- What you need to do
Reproduce word for word the stretch of the entries below from the line containing "Exercise. Point to every instance of the red" through the end of the entries, including both ends.

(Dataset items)
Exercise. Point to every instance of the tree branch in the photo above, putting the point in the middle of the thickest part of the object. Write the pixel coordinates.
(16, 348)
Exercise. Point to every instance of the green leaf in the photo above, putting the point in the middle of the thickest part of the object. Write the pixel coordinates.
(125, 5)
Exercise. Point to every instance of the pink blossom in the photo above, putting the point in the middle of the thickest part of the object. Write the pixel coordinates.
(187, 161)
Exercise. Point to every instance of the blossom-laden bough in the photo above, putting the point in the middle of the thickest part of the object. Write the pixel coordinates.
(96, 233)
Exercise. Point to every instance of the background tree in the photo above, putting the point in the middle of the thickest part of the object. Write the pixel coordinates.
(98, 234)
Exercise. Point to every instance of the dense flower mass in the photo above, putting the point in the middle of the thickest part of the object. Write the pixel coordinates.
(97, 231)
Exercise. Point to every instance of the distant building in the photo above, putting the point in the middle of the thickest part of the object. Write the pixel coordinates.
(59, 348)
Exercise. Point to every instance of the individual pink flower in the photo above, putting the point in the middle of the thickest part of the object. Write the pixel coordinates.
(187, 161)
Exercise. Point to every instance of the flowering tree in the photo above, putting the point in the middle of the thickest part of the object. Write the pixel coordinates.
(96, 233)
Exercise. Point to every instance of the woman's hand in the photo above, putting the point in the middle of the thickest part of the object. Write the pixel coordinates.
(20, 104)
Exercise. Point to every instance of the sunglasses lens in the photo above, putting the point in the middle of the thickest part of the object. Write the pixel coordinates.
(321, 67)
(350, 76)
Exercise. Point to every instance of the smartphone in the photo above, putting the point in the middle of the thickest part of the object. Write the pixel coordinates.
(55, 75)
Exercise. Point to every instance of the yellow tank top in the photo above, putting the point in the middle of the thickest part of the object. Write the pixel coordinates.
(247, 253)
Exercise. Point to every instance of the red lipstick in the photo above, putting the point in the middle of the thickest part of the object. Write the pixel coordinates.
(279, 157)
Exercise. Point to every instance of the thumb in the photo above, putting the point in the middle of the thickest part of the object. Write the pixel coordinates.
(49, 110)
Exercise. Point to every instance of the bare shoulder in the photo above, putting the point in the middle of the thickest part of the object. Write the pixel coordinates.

- Response
Exercise. Point to every instance of the red lipstick in the photo above, putting the point in the middle of the thickest part of the object. Write the pixel coordinates.
(279, 157)
Exercise. Point to every instance of the thumb in the photo above, putting the point in the middle of the thickest part of the object. Write the pixel coordinates.
(49, 110)
Exercise. Point to every instance of the bare shoulder in the photo above, putting the point in the middle of the thickest part of the object. Write the pixel coordinates.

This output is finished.